PROBLEM TO WORK ON: Below are entries. Copy exactly the lines running from the line that holds "Exercise. Point to every instance of the wooden star" to the line that holds "Exercise. Point to every instance of the wooden deck", with both ends included.

EXERCISE DATA:
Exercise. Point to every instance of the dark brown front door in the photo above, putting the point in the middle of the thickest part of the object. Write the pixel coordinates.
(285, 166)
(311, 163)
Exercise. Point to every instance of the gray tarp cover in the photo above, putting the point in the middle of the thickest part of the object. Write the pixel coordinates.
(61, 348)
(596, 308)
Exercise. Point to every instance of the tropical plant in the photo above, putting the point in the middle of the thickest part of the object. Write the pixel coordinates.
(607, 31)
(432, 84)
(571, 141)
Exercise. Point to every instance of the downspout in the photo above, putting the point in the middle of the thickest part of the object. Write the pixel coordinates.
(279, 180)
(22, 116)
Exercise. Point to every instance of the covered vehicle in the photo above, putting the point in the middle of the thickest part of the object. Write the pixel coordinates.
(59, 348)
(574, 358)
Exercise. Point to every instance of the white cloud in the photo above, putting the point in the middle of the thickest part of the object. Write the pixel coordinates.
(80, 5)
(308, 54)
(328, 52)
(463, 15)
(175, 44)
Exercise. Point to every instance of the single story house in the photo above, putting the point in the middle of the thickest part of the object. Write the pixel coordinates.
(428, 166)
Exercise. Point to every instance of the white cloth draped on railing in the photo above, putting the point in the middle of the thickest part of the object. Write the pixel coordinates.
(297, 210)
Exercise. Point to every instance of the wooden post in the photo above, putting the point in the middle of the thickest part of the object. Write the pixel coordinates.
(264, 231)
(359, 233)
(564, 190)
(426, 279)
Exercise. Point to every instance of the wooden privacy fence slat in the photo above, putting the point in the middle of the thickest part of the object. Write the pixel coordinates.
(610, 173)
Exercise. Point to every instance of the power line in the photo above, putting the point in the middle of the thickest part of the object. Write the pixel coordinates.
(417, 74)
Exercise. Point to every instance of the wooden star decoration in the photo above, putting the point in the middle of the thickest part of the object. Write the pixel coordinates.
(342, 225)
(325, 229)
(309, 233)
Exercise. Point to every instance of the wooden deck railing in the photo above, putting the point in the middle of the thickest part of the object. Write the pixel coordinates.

--

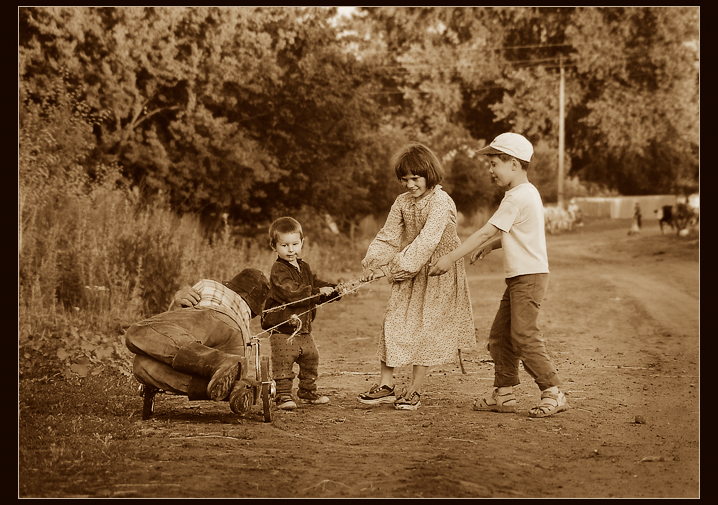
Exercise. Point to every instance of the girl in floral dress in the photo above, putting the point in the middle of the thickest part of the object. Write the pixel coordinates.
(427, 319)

SOLUTION TO THE EXERCISE:
Exercise. Point to every instance of the wooden star decoration in the photo above, putting the point in the middle of the thickest part of the object. Write the pixel coordinates.
(342, 225)
(325, 229)
(309, 233)
Exercise. Point to every instance of the wooden deck railing in the photo above, putting the point in the middle of the thickest part of the object. Write the pixel coordinates.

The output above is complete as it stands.